• TRECHO
------

A SRª MARINA SILVA (PT-AC. Pronuncia o seguinte discurso. Sem revisão da oradora.) - Sr. Presidente, Srªs e Srs. Senadores, quero fazer um registro de uma matéria de capa que saiu na revista IstoÉ desta semana, intitulada "Amazônia, a conquista branca".

      "O sucesso de programas que estão melhorando a vida de 16 milhões de habitantes da região, sem devastar o meio ambiente".

Também na matéria de capa, há uma chamada com o Governador Amazonino Mendes, onde diz o seguinte:

      "Amazonino Mendes, Governador do Amazonas: virei um verde radical".

Sr. Presidente, antes de comentar a matéria, que é interessante do ponto de vista das informações que traz sobre algumas experiências que estão sendo desenvolvidas na Amazônia, com o interesse e o desejo de desenvolver aquela Região, talvez embalando o sonho de compatibilizar três coisas que para mim são fundamentais: primeiro; o crescimento econômico. A nossa Região depende de mais de 90%, em alguns Estados, de repasse da União. Segundo; promover a justiça social, incluindo milhões de brasileiros que estão à margem desse processo. Terceiro; o desafio de todos nós, que é compatibilizar tudo isso com a preservação do meio ambiente.

A matéria relata algumas experiências no campo do turismo ecológico, experiências que estão sendo atribuídas ao Governo do Estado Amazonas, como a questão de plantar nas várzeas. Todos sabemos que as várzeas dos rios da Amazônia são muito férteis, porque elas vão sedimentando a alagação, enchente após enchente, criando uma camada muito forte de humus que deixa essas margens bastante propícias para o cultivo, principalmente de lavouras brancas.

Sr. Presidente, durante alguns anos, um grupo de pessoas começou a questionar a visão de desenvolvimento que se queria transplantar para a Amazônia.

Digo questionar, porque, durante muito tempo, a Amazônia foi vista com um olhar de quem percebe o estranho. Há uma frase do Caetano Veloso que diz: "Narciso acha feio o que não é espelho". Durante muito tempo, o Brasil, por não se sentir espelhado na Amazônia, tentou transformá-la; talvez a considerassem feia. Nesse sentido, começaram a fazer modificações, que, no meu ponto de vista, foram bastante equivocadas.

Um grupo de pessoas, tendo como principal líder o seringueiro Chico Mendes - que foi assassinado e cujos assassinos até hoje não foram encontrados pela Justiça brasileira -, começou, a partir da década de 70, a questionar esse modelo de desenvolvimento para a Amazônia.

Qual era a visão de desenvolvimento que se tinha para a Amazônia? Aquela fundamentada numa idéia errônea que tínhamos desde a colonização, qual seja, a de que era um espaço vazio e precisava, portanto, ser ocupada. Essa visão era uma generalização desrespeitosa às populações indígenas que a habitavam. Também a generalização "índios" é preconceituosa e não dá conta da verdade. Na Amazônia, não existiam apenas índios. Haviam os Kulinas, Kaxinawás, Kampas, Jaminawas, Minawa, uma série de nações com culturas e costumes diferentes. Mas entendia-se a Amazônia como sendo um espaço vazio, inabitado.

------

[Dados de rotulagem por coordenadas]
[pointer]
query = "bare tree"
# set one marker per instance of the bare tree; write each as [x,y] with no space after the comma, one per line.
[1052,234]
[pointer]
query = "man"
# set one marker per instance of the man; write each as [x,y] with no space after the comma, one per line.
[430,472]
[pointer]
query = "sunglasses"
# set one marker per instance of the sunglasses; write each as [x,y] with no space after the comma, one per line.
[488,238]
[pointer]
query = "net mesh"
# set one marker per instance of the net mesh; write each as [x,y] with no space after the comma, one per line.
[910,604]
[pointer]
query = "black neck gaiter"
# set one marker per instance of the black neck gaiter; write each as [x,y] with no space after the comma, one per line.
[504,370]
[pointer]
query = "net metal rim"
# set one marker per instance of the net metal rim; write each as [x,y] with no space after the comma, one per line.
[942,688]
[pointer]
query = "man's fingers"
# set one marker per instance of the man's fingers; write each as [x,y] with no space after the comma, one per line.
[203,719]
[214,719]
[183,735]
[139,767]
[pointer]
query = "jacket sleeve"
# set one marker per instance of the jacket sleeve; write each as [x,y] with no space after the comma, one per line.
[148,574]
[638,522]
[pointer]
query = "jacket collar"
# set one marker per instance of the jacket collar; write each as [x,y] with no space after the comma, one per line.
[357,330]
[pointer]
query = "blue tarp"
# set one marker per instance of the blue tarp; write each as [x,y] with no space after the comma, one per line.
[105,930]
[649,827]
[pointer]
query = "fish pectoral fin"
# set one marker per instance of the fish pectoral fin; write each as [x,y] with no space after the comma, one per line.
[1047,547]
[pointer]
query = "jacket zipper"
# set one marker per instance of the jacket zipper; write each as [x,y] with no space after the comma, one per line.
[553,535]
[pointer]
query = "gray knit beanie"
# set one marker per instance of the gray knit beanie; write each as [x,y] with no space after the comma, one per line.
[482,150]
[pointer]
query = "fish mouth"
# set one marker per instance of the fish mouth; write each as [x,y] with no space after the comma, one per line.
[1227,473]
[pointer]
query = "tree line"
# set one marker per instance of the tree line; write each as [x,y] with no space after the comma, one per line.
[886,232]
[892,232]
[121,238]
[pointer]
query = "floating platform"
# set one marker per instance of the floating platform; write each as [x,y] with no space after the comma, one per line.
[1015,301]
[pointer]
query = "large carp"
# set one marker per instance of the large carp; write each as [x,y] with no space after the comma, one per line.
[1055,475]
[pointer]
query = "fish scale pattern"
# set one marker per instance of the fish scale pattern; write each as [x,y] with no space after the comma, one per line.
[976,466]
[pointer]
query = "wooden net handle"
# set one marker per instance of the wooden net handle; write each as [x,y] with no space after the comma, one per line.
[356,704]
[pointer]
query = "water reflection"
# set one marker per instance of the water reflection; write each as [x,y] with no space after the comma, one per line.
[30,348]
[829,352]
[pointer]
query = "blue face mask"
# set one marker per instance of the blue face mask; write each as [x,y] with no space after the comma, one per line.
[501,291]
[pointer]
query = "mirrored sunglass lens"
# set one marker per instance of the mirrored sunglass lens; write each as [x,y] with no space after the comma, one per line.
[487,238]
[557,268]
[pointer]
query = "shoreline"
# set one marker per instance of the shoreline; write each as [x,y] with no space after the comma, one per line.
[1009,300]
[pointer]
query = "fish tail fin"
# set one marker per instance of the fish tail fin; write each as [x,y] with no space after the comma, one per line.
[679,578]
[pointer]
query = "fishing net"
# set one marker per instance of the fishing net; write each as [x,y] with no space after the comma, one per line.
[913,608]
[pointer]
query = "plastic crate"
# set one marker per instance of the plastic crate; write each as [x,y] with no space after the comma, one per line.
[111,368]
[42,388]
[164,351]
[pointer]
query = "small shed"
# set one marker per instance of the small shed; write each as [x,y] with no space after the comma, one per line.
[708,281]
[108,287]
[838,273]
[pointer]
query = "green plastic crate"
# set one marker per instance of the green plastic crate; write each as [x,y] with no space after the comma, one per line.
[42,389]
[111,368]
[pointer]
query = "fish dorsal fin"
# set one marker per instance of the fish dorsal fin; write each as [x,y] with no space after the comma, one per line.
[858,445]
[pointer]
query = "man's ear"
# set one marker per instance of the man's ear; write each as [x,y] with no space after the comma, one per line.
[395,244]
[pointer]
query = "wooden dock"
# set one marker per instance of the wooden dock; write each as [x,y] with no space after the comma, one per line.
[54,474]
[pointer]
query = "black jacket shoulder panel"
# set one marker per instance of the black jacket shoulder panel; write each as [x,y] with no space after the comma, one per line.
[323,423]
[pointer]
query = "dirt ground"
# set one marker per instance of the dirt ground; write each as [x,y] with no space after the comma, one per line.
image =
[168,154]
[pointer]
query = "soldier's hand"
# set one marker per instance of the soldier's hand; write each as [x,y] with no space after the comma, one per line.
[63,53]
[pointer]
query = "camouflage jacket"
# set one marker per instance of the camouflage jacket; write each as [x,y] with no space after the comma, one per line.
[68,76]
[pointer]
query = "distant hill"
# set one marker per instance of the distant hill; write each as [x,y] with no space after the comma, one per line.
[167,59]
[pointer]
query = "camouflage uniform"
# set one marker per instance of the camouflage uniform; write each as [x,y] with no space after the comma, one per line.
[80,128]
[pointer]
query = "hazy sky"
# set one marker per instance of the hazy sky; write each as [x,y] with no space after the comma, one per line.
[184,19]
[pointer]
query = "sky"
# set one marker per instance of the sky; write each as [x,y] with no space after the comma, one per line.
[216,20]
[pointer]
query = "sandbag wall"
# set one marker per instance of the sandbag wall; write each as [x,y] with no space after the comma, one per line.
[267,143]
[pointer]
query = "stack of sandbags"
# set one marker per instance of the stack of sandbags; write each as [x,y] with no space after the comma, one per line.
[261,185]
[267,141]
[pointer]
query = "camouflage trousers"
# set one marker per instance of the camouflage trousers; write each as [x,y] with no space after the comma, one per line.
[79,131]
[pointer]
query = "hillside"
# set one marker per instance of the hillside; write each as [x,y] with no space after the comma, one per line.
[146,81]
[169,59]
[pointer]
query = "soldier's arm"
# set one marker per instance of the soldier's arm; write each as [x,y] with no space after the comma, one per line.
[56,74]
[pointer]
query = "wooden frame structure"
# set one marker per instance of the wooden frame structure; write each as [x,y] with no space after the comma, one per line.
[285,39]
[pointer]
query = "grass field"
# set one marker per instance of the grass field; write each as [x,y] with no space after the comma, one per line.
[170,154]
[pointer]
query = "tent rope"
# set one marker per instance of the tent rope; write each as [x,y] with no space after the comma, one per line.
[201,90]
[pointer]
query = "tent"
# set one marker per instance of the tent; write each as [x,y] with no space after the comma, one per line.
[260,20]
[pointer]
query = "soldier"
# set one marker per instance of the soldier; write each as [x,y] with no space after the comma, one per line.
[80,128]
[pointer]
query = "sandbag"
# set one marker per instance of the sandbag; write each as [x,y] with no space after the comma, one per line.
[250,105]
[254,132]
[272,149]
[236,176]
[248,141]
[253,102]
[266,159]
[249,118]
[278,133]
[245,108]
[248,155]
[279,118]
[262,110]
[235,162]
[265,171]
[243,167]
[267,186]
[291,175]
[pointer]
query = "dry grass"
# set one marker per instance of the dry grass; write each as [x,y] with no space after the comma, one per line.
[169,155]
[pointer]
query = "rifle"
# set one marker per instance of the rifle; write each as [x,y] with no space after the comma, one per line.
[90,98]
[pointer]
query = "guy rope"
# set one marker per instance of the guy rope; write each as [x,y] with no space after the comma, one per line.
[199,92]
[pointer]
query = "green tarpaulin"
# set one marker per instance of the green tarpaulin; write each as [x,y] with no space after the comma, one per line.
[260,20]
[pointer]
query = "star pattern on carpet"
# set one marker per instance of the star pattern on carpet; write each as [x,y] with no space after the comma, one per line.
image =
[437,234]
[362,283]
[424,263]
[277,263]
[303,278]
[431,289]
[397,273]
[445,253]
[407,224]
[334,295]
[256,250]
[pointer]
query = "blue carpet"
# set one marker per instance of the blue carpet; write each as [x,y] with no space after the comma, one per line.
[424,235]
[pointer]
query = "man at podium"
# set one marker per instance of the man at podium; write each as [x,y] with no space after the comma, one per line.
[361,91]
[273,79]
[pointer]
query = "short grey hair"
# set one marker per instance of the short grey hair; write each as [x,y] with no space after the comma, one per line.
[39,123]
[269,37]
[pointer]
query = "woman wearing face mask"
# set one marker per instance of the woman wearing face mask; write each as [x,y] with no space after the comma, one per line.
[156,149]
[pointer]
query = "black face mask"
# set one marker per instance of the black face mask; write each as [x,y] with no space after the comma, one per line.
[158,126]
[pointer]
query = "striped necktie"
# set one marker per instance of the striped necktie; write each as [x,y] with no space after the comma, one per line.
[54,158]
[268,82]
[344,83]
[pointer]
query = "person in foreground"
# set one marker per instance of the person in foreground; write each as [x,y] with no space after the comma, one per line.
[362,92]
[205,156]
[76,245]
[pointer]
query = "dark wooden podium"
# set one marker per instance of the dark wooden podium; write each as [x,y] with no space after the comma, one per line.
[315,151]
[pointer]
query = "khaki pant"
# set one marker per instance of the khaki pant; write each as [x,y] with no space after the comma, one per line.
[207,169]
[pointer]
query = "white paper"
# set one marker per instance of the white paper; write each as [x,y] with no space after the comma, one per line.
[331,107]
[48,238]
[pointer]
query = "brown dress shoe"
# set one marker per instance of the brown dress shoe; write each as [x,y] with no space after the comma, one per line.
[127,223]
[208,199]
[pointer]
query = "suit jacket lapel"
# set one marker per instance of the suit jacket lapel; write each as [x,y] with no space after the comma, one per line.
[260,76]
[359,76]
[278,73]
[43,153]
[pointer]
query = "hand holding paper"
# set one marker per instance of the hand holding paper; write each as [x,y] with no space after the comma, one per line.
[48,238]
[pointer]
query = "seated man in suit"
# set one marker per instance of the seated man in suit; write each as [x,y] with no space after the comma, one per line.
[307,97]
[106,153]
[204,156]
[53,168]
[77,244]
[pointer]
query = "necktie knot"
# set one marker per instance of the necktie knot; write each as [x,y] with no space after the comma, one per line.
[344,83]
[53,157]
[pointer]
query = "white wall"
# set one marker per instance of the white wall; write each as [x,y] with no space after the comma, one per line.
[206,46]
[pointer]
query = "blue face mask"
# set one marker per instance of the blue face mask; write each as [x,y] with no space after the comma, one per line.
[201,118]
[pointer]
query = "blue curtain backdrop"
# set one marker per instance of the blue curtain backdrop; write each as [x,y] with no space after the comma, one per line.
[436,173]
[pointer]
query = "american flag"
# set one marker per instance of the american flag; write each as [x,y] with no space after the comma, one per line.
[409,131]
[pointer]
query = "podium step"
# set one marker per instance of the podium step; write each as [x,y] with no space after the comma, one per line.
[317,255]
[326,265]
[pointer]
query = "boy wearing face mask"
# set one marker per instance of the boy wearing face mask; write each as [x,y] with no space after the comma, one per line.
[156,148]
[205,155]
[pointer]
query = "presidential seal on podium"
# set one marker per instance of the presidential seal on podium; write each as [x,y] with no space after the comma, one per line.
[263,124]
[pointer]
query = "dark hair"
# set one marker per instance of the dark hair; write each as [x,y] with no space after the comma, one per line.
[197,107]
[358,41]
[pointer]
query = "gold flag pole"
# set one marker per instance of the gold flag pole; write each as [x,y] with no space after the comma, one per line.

------

• TAREFA PROPOSTA 1
De acordo com o discurso, qual é o título da matéria de capa publicada na revista IstoÉ?
• TAREFA PROPOSTA 2
Transcreva do discurso o trecho que vai de "A matéria relata" até "transplantar para a Amazônia.", incluindo essas palavras.
As entradas não têm relação alguma com esta atividade.

• RESPOSTA 1
"Amazônia, a conquista branca".

• RESPOSTA 2
A matéria relata algumas experiências no campo do turismo ecológico, experiências que estão sendo atribuídas ao Governo do Estado Amazonas, como a questão de plantar nas várzeas. Todos sabemos que as várzeas dos rios da Amazônia são muito férteis, porque elas vão sedimentando a alagação, enchente após enchente, criando uma camada muito forte de humus que deixa essas margens bastante propícias para o cultivo, principalmente de lavouras brancas.

Sr. Presidente, durante alguns anos, um grupo de pessoas começou a questionar a visão de desenvolvimento que se queria transplantar para a Amazônia.